Put the lines starting with the one containing "the red virgin" and going on through the one containing "Query: red virgin script" into a Markdown table with the columns Row and Line. Number each row and leave out any blank lines.

* Dataset *
** Start **
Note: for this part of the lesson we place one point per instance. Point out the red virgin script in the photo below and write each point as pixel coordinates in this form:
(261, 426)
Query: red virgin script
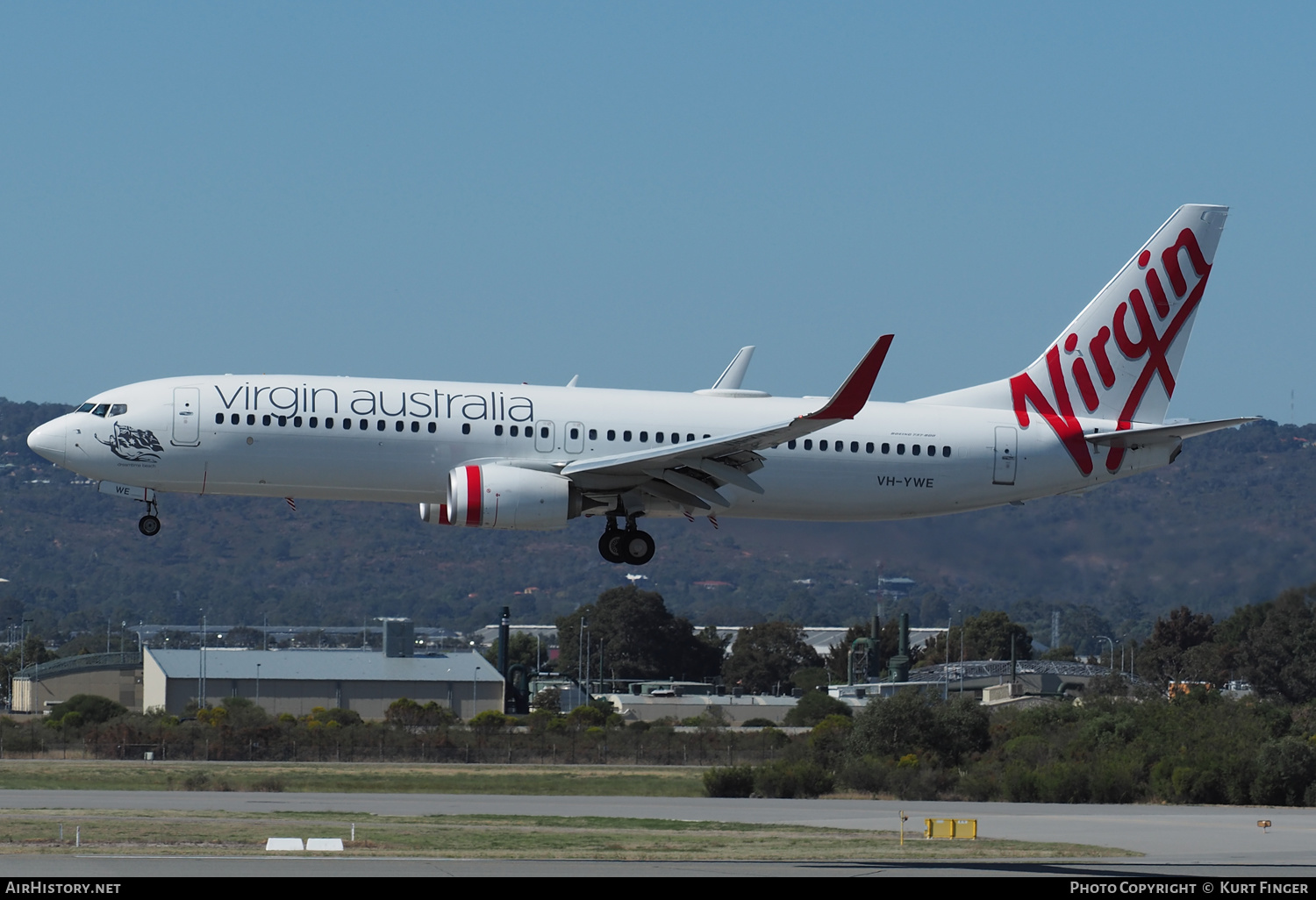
** End **
** Start **
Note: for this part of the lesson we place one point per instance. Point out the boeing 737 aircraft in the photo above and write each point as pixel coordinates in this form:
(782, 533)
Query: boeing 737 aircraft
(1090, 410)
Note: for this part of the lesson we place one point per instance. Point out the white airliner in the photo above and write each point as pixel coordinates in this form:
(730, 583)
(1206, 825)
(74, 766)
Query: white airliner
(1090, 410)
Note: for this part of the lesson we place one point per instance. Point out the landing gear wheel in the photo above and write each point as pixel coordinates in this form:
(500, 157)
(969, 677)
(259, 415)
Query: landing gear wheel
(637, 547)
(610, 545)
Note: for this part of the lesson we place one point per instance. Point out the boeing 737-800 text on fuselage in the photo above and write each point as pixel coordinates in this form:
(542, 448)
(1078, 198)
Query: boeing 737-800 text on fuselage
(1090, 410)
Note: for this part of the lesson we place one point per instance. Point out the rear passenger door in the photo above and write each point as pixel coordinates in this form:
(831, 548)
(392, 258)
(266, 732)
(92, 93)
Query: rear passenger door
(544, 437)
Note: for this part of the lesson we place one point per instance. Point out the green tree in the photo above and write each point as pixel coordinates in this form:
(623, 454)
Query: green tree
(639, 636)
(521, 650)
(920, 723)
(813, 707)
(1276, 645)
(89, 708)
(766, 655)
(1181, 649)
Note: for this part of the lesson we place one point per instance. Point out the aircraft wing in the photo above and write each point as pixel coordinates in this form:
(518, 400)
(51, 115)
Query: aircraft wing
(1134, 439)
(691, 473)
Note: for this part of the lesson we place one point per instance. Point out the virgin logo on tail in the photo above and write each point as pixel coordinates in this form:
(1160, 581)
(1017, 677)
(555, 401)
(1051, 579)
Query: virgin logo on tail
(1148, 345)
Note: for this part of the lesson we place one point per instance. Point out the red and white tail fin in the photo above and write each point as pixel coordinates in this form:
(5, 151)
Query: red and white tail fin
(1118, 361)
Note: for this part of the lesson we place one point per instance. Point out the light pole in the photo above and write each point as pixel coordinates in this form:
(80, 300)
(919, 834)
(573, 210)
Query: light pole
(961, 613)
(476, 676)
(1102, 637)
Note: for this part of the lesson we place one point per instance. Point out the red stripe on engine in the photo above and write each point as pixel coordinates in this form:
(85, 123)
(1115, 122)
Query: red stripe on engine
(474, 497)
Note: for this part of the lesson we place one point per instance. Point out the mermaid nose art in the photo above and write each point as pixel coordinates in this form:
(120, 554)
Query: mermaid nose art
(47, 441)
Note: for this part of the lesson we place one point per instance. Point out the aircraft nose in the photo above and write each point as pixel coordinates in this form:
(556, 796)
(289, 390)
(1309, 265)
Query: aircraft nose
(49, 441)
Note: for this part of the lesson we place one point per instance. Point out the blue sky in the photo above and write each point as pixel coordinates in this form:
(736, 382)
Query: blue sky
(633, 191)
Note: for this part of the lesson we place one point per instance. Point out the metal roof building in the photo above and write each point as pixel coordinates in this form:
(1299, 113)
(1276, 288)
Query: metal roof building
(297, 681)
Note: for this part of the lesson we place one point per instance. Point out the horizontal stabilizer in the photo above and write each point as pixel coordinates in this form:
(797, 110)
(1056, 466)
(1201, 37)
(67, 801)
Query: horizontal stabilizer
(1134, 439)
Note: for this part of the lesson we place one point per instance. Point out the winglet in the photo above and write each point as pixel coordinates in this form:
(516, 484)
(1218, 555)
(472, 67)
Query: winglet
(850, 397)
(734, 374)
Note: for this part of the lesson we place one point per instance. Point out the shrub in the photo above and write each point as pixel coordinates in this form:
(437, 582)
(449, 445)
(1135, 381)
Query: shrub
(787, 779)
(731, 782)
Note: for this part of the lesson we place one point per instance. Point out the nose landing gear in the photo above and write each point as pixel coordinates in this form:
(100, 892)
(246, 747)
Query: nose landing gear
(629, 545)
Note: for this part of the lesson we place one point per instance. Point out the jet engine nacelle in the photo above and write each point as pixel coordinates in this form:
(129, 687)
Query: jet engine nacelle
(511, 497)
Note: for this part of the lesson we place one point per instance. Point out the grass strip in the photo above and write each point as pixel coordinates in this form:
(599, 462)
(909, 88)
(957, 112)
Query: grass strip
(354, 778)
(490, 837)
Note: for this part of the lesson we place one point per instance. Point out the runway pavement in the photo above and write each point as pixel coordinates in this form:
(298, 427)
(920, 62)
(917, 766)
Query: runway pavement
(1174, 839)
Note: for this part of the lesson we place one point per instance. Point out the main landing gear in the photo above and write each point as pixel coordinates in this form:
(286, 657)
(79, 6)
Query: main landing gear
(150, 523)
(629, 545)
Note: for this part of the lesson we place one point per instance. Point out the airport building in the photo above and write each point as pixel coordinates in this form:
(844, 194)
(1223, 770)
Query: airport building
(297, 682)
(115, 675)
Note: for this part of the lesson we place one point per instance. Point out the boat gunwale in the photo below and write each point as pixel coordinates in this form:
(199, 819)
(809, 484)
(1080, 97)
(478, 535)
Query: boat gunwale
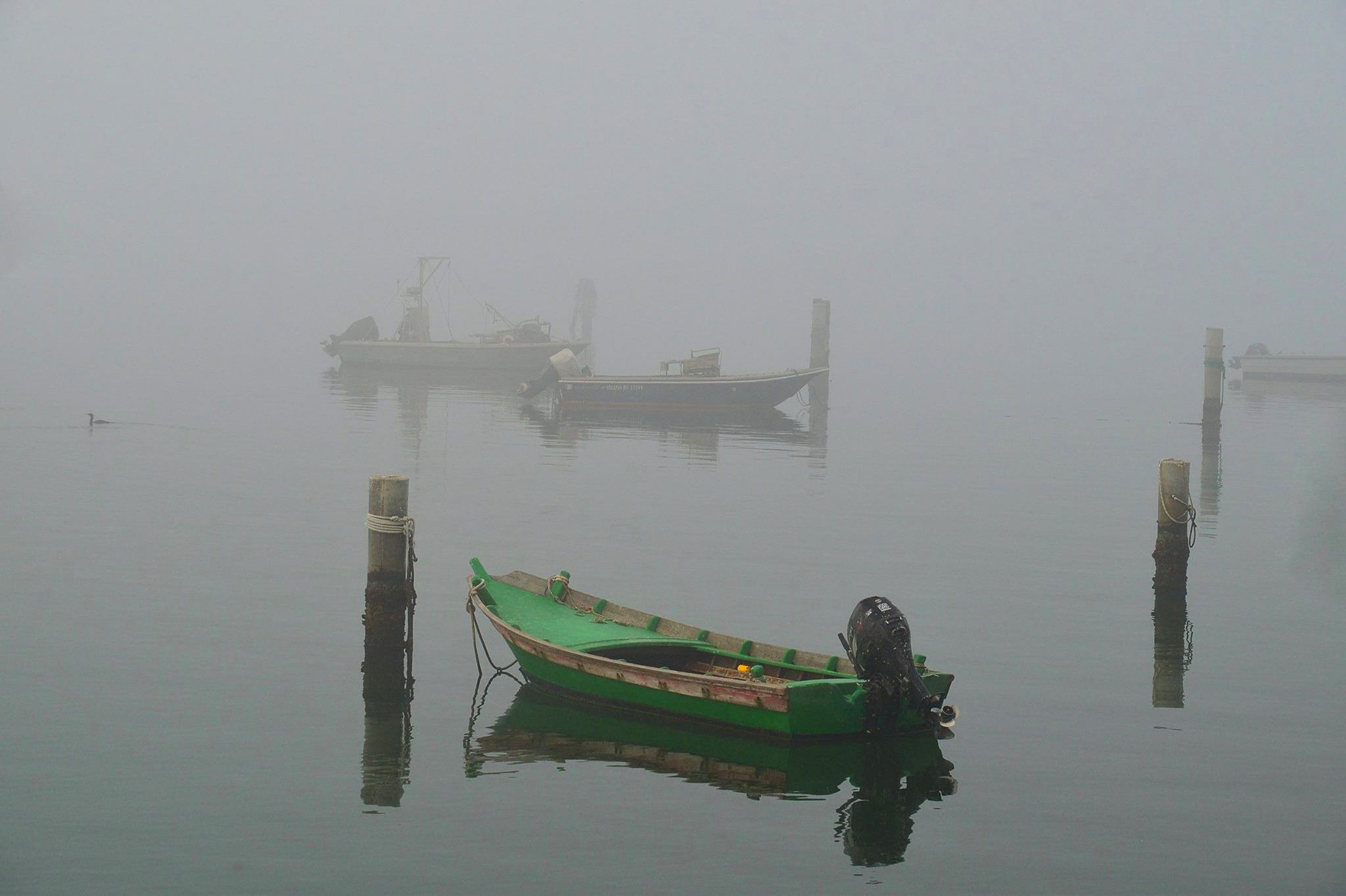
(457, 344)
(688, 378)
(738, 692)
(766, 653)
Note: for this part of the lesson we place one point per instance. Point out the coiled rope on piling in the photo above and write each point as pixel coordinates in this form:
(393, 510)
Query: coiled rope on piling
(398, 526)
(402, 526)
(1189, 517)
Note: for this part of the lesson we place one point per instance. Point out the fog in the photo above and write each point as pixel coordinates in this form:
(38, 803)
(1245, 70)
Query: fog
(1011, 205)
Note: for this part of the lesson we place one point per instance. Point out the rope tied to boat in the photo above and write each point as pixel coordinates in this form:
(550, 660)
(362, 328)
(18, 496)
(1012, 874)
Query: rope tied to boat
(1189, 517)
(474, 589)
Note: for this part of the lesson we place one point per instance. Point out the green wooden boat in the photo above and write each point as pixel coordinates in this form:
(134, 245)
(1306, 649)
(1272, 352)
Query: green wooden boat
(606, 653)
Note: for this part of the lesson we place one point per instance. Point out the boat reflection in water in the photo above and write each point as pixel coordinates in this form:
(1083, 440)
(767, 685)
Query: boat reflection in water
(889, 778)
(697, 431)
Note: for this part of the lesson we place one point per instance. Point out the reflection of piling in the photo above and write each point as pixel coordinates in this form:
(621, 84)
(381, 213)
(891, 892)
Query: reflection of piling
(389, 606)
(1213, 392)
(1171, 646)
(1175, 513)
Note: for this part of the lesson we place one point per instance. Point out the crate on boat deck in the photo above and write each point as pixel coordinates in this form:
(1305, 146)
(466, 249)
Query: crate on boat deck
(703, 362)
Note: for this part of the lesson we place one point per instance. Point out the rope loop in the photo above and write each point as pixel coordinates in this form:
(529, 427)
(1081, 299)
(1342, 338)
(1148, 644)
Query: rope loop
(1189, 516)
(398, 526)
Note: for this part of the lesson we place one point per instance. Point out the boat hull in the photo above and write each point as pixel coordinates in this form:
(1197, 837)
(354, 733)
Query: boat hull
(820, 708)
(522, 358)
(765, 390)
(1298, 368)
** End **
* Output of the exercise *
| Row | Line |
|---|---|
| 1 | Note: for this part of the lesson we place one point per instance. Point out the red virgin script in the photo below and write each point as pixel coordinates in this form: |
| 2 | (261, 426) |
| 3 | Query: red virgin script |